Raw records
** BEGIN **
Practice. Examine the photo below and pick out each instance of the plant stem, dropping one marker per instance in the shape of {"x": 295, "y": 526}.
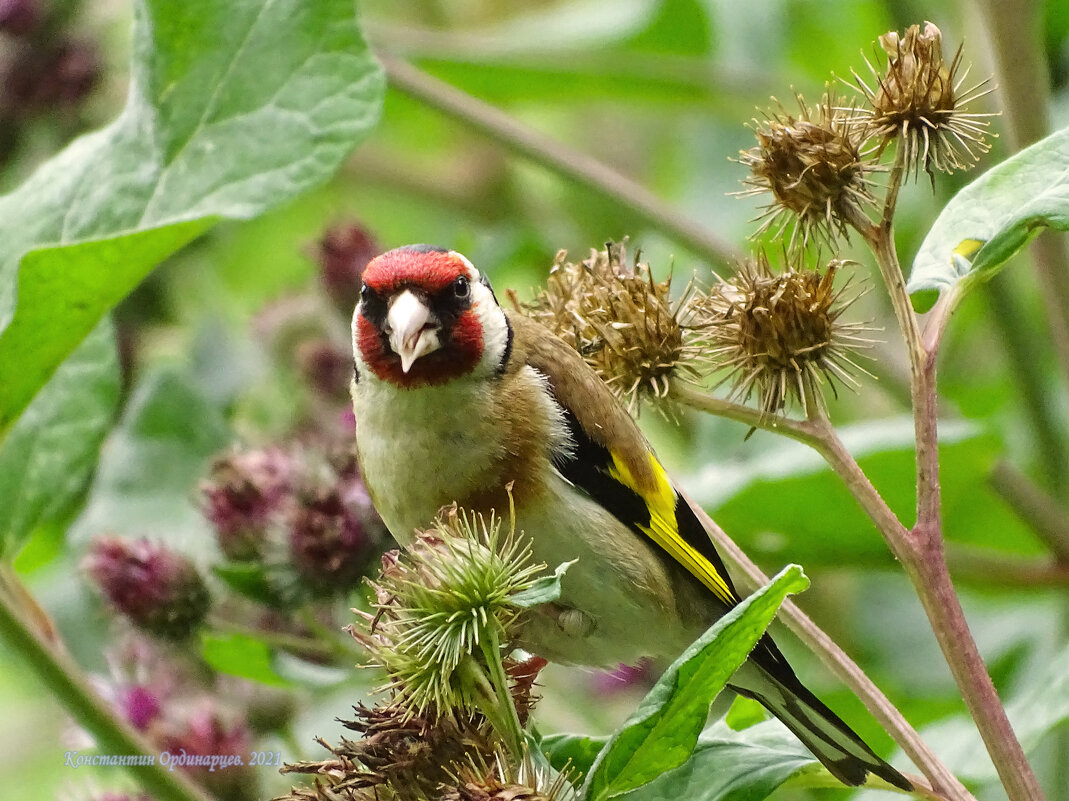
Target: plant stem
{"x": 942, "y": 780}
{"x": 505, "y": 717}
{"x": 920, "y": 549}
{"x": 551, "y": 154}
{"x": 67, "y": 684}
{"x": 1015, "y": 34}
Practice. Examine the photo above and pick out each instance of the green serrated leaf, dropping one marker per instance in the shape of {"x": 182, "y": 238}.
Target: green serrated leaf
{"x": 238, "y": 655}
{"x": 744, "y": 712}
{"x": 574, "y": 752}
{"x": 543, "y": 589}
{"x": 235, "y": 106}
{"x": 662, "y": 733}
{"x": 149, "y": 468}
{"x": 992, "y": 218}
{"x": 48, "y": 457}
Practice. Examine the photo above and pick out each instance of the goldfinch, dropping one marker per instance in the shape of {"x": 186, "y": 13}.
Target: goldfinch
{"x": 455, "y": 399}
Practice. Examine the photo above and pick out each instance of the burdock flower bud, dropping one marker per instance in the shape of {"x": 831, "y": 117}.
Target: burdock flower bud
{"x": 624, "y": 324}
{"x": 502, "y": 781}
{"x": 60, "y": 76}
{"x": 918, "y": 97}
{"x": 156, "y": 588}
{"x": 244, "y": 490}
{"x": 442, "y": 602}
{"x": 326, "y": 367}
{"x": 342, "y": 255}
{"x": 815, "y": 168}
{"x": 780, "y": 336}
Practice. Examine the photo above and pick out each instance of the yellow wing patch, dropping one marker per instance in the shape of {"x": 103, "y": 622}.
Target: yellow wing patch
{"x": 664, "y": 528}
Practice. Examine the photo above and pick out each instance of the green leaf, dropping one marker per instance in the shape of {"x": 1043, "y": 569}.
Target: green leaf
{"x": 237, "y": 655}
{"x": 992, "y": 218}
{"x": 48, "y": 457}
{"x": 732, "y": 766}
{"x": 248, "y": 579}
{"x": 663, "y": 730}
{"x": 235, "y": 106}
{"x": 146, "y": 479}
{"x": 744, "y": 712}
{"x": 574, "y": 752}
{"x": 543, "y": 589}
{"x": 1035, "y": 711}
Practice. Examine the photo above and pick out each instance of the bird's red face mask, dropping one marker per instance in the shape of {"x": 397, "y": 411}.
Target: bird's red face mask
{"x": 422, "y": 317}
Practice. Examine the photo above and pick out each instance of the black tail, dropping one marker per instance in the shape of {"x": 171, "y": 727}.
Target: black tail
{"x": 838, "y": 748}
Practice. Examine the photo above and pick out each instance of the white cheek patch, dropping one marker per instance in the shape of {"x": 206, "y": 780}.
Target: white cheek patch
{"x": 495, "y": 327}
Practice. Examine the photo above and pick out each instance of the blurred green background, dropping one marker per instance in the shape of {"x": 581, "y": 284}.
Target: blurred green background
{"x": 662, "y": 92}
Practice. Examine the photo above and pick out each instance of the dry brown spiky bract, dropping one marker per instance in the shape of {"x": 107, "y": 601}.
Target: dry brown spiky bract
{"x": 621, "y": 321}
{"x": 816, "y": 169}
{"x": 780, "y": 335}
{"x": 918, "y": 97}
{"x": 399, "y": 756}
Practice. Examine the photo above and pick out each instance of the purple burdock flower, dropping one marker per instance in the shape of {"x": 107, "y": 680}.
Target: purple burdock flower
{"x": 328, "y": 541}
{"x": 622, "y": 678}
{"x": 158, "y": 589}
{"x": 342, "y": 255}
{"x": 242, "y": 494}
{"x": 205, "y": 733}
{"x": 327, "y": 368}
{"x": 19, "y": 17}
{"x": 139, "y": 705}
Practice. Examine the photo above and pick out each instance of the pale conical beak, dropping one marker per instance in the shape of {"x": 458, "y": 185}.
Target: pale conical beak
** END **
Your task:
Reproduce all of the rows above with every "Examine" changed to "Inspect" and nothing else altered. Leave out the picture line.

Result of this task:
Practice. Inspect the photo below and pick out each instance of the plant stem, dropping one marker per instance in the shape of {"x": 295, "y": 526}.
Target: plant stem
{"x": 942, "y": 780}
{"x": 505, "y": 717}
{"x": 920, "y": 549}
{"x": 551, "y": 154}
{"x": 67, "y": 684}
{"x": 1015, "y": 34}
Practice. Inspect the photo above and pick out each instance of the green serrated leaf, dropping one marker per instance in the shape of {"x": 182, "y": 238}.
Target: green serrated leaf
{"x": 238, "y": 655}
{"x": 744, "y": 712}
{"x": 574, "y": 752}
{"x": 543, "y": 589}
{"x": 235, "y": 106}
{"x": 662, "y": 733}
{"x": 149, "y": 468}
{"x": 992, "y": 218}
{"x": 48, "y": 457}
Practice. Inspect the photo above and pick out each instance of the goldfinch, dropping one marker per instance in the shape of {"x": 186, "y": 13}.
Target: goldfinch
{"x": 455, "y": 399}
Practice. Inspect the photo above and pick out each instance of the burdock flower bud, dropping one marker per instance in the shape of {"x": 831, "y": 117}.
Target: burdock flower bud
{"x": 624, "y": 324}
{"x": 502, "y": 781}
{"x": 60, "y": 76}
{"x": 918, "y": 97}
{"x": 156, "y": 588}
{"x": 244, "y": 490}
{"x": 442, "y": 602}
{"x": 326, "y": 367}
{"x": 342, "y": 255}
{"x": 815, "y": 168}
{"x": 780, "y": 336}
Practice. Inspect the photo above and pick out each instance of the yellow wing patch, dropping one marker per instance in the shape of {"x": 103, "y": 622}.
Target: yellow wing patch
{"x": 664, "y": 528}
Practice. Inspect the photo above and pick out each instance of the green leaf, dropping one marker per instance in the shape of {"x": 1043, "y": 569}.
Target: green leaf
{"x": 237, "y": 655}
{"x": 992, "y": 218}
{"x": 48, "y": 457}
{"x": 732, "y": 766}
{"x": 248, "y": 579}
{"x": 663, "y": 730}
{"x": 235, "y": 106}
{"x": 146, "y": 479}
{"x": 744, "y": 712}
{"x": 574, "y": 752}
{"x": 543, "y": 589}
{"x": 1035, "y": 711}
Practice. Inspect the photo above and pick out each instance of the bird's red face mask, dropping one marker per instance in the shape of {"x": 397, "y": 411}.
Target: bird's red face mask
{"x": 422, "y": 317}
Practice. Inspect the photo above and pick out each instance of the black tail, dropping one marker per instance in the shape of {"x": 171, "y": 727}.
Target: black tail
{"x": 838, "y": 748}
Practice. Inspect the photo above and pick out each instance of the white cheek patch, dropping one marker per instance in the shape of {"x": 206, "y": 780}.
Target: white cheek patch
{"x": 495, "y": 327}
Practice. Inspect the photo above and pick out each instance of the blurred green background, dropping one marker per instance in the shape of {"x": 581, "y": 284}.
Target: blurred green background
{"x": 662, "y": 92}
Practice. Inspect the photo above and pick out each instance of the dry brown spiky bract, dropping one marker per instance in the shape of {"x": 107, "y": 601}.
Target: dry brown spiky bract
{"x": 621, "y": 321}
{"x": 816, "y": 169}
{"x": 780, "y": 335}
{"x": 918, "y": 97}
{"x": 399, "y": 756}
Practice. Inspect the photo above and pick out each instance of the purple burdock flower, dropping one marker per instance in the shape of {"x": 107, "y": 680}.
Target: purple burdock flower
{"x": 328, "y": 541}
{"x": 622, "y": 678}
{"x": 158, "y": 589}
{"x": 342, "y": 255}
{"x": 242, "y": 494}
{"x": 205, "y": 733}
{"x": 327, "y": 368}
{"x": 19, "y": 17}
{"x": 139, "y": 705}
Practice. Inspect the photo above and pick out each instance of the pale conical beak, dropping one marker per instance in the shape of {"x": 458, "y": 185}.
Target: pale conical beak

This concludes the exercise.